Texte fourni ▸
= = = = =
Il demande au Premier ministre d’élaborer «une assise légale» à ce document. Il explique que «compte tenu de ses effets positifs, le principe de la déclaration de probité devra être systématiquement appliqué à chaque fois que les deniers publics sont utilisés, concerner tous les opérateurs (publics, privés, nationaux, étrangers) et tous types de marchés, du niveau local au niveau central (…).»
UN OFFICE CENTRAL DE LA RÉPRESSION DE LA CORRUPTION
Pour ce qui est du contrôle et de la prévention contre la corruption, Bouteflika exige du gouvernement «de mobiliser davantage les ordonnateurs, les premiers concernés, les contrôleurs financiers et les comptables publics.» Pour se faire, le gouvernement devra au plan institutionnel procéder, écrit Bouteflika, à l’installation «immédiate» de l’organe national de prévention et de lutte contre la corruption, créé en novembre 2006.
Organe qui devra, souligne-t-il, «contribuer activement à la mise en oeuvre d’une politique de prévention sur le plan national, et à la politique de coopération internationale en la matière.» Il demande, en outre, la création d’un office central de la répression de la corruption, en tant, estime-t-il «qu’outil opérationnel, qui mutualisera les efforts pour agir et riposter légalement aux actes criminels de corruption.» Sur le même ton, il demande de renouveler «sans délai, la composante de la cellule de traitement du renseignement financier dont le mandat est statutairement venu à expiration.»
Le président instruit, par ailleurs, son Premier ministre de «dynamiser davantage le rôle de la Cour des comptes, de l’inspection générale des finances et de la Banque d’Algérie, en matière de lutte contre la corruption.» Au plan opérationnel, Bouteflika se rend compte que «les cadres législatif et réglementaire d’ordonnancement, d’exécution et de contrôle de l’économie et des finances publiques ont besoin d’une actualisation et d’une modernisation qui permettront de limiter les effets de la bureaucratie et de tarir les sources de la corruption.»
LA DÉCLARATION DE PATRIMOINE DE L’ÉPOUSE ET DES ENFANTS
Il évoque à cet effet, les instances judiciaires et ordonne «l’adaptation permanente et rigoureuse» des textes en question afin, souligne-t-il, que «les affaires de corruption jugées par la justice soient sanctionnées en fonction de la gravité des faits.» Il exige la révision des lois existantes. Révision qu’il qualifie «d’impératif primordial.»
= = = = =
Entrées extraites ▸
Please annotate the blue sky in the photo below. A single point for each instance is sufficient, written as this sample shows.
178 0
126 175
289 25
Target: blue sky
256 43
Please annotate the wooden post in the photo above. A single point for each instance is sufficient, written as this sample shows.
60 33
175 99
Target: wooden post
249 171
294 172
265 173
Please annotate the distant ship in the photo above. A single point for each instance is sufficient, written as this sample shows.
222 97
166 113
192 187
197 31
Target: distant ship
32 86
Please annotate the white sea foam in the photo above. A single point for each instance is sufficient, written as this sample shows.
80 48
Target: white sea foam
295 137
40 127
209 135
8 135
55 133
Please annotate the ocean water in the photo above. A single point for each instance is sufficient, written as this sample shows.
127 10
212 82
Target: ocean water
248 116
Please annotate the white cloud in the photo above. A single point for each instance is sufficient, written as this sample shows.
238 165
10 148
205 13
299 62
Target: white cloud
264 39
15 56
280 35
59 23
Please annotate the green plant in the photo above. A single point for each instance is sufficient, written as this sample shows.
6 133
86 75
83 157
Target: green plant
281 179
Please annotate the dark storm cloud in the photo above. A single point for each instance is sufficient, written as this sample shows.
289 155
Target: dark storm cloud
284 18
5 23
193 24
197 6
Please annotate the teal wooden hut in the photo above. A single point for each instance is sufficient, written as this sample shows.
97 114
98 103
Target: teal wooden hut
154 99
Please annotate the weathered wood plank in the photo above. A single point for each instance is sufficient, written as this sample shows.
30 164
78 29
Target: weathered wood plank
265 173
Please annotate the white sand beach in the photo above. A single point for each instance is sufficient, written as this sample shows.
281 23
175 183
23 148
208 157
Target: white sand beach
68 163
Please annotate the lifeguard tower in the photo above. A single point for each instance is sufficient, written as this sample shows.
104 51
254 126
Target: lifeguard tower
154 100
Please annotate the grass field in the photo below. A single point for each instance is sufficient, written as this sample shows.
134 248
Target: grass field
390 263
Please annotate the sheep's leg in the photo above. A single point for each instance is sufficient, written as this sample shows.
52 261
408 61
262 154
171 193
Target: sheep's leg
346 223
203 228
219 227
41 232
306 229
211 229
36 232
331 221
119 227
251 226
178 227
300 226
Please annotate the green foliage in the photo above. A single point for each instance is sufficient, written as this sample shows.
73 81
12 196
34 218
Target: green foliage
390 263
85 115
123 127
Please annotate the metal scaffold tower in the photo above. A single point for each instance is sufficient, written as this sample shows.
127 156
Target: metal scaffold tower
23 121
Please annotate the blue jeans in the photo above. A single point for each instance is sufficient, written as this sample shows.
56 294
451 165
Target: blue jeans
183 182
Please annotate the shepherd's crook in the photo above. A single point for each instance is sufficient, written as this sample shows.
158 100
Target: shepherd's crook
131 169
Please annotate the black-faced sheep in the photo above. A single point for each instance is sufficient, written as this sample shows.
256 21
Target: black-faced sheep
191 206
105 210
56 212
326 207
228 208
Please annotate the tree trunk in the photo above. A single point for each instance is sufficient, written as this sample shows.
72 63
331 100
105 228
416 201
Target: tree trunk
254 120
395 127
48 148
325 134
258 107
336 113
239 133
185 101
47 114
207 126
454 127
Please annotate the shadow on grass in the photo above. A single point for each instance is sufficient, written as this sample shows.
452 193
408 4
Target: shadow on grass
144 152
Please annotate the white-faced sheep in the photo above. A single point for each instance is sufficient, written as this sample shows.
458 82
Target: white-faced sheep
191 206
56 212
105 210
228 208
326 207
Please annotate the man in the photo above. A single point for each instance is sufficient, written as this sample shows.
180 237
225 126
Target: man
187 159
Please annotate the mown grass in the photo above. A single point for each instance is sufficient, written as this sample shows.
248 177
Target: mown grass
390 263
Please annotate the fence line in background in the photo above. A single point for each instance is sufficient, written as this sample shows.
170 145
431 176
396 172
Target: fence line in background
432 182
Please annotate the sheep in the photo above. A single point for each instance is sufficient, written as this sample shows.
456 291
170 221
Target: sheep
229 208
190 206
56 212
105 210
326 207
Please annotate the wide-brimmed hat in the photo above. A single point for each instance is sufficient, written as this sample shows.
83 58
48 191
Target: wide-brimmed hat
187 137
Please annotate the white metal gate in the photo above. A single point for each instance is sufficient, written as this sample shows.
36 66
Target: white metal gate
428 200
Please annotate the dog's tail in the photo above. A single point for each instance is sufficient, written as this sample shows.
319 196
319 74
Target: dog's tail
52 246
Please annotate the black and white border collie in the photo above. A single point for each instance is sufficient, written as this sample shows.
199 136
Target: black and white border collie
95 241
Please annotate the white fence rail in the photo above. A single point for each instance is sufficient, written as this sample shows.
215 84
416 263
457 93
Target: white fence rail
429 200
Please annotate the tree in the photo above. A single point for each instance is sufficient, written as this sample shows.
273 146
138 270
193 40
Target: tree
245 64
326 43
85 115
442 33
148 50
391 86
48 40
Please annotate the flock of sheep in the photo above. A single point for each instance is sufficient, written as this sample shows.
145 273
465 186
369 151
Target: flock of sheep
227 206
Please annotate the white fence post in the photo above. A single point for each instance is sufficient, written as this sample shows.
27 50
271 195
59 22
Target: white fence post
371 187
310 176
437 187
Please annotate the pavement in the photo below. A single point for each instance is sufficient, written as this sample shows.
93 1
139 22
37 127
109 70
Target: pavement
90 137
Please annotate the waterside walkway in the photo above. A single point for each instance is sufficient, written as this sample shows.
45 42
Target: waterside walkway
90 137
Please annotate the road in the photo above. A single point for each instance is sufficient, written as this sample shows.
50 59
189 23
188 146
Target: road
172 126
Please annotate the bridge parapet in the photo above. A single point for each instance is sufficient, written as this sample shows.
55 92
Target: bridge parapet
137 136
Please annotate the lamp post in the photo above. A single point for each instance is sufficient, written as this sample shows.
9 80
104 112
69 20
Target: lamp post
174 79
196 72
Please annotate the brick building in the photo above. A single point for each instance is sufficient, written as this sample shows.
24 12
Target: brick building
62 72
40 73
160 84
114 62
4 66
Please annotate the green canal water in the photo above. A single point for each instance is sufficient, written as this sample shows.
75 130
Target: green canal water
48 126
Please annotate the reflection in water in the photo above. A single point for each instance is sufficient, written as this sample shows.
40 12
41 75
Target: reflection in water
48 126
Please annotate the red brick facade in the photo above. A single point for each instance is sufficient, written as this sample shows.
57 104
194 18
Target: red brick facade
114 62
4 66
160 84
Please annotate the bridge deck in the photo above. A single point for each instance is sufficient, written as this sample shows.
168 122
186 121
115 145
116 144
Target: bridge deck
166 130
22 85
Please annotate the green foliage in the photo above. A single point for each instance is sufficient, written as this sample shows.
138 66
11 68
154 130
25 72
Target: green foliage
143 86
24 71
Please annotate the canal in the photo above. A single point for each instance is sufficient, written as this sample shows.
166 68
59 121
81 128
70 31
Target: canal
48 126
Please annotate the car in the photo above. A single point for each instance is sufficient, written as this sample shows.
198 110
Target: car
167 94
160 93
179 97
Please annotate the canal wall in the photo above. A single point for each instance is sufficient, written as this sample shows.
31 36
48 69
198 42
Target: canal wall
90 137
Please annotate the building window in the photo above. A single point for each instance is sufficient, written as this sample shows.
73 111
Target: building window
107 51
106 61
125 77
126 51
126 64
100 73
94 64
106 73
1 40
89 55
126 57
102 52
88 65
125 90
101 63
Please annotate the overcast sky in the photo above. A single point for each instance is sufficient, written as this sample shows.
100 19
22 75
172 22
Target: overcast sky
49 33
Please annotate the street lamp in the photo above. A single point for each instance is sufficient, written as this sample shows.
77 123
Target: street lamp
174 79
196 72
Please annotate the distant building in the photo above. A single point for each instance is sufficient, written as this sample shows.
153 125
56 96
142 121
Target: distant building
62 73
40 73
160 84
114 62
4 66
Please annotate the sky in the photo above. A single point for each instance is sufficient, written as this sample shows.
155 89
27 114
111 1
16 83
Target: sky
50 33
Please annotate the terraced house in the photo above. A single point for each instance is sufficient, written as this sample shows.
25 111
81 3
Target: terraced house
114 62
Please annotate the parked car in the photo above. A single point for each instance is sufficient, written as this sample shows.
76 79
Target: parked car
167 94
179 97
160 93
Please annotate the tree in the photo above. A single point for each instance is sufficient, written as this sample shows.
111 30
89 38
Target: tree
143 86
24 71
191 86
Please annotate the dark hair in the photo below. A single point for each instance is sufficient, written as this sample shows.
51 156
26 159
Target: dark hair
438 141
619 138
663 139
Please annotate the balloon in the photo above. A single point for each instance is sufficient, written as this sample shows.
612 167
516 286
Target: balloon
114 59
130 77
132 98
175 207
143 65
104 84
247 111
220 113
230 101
= = = = =
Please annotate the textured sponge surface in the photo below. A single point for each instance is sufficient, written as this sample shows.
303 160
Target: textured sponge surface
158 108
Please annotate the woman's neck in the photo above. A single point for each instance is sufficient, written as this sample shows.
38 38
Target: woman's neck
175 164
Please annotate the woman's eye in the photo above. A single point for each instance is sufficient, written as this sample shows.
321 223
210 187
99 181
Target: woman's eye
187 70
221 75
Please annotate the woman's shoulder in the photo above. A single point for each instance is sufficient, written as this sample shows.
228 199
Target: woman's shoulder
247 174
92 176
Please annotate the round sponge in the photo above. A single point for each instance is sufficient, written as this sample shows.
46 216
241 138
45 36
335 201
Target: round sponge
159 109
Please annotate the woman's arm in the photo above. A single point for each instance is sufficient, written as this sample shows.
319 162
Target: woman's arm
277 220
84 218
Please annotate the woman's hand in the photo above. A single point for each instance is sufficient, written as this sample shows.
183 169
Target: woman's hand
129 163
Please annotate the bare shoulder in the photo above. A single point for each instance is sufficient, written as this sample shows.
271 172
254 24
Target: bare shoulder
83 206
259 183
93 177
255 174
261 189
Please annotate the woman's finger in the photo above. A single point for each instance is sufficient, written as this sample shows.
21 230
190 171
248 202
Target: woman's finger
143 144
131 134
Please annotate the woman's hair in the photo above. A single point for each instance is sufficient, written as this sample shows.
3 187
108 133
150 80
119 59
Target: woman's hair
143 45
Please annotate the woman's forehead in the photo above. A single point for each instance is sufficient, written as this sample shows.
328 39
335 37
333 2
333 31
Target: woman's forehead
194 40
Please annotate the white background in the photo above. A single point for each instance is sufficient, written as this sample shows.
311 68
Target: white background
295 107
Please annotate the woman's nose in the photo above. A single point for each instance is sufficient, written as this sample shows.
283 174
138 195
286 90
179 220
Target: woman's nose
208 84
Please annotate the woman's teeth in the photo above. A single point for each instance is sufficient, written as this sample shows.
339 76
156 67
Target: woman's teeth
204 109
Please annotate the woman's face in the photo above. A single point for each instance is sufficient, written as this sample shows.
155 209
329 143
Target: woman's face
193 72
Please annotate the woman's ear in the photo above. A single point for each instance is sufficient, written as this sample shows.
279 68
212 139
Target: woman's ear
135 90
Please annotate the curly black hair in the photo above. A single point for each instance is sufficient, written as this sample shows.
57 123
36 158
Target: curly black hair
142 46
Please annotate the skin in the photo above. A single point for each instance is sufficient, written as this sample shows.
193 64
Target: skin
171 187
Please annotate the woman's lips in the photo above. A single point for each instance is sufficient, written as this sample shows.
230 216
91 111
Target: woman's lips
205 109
= = = = =
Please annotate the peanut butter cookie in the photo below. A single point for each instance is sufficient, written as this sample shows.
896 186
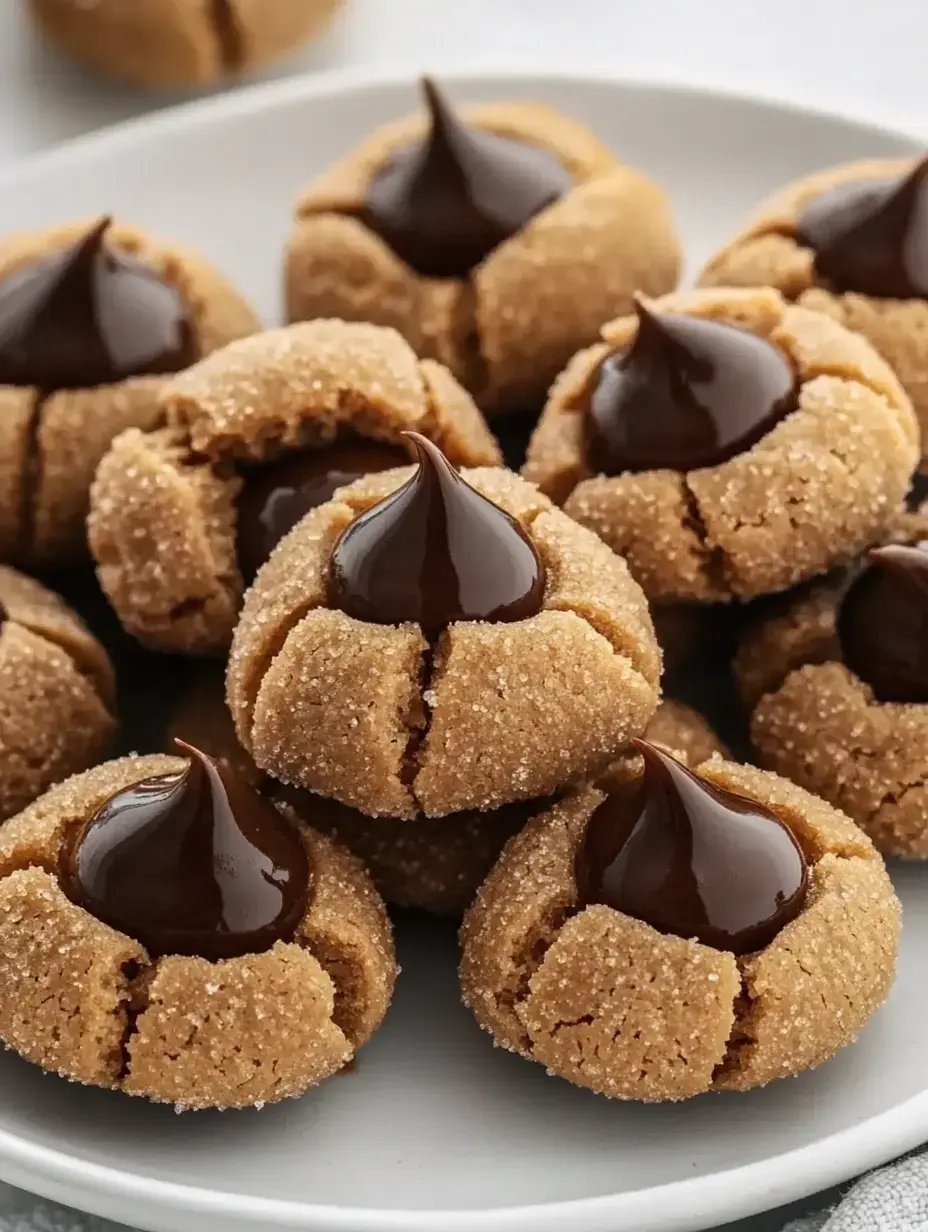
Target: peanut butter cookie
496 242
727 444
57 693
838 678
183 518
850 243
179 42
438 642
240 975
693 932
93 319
= = = = =
Consigne ▸
Recopiez à l'identique le passage du texte sur la lutte contre la corruption qui va de « Il demande au » jusqu'à « en novembre 2006. » inclus.

Réponse rédigée ▸
Il demande au Premier ministre d’élaborer «une assise légale» à ce document. Il explique que «compte tenu de ses effets positifs, le principe de la déclaration de probité devra être systématiquement appliqué à chaque fois que les deniers publics sont utilisés, concerner tous les opérateurs (publics, privés, nationaux, étrangers) et tous types de marchés, du niveau local au niveau central (…).»
UN OFFICE CENTRAL DE LA RÉPRESSION DE LA CORRUPTION
Pour ce qui est du contrôle et de la prévention contre la corruption, Bouteflika exige du gouvernement «de mobiliser davantage les ordonnateurs, les premiers concernés, les contrôleurs financiers et les comptables publics.» Pour se faire, le gouvernement devra au plan institutionnel procéder, écrit Bouteflika, à l’installation «immédiate» de l’organe national de prévention et de lutte contre la corruption, créé en novembre 2006.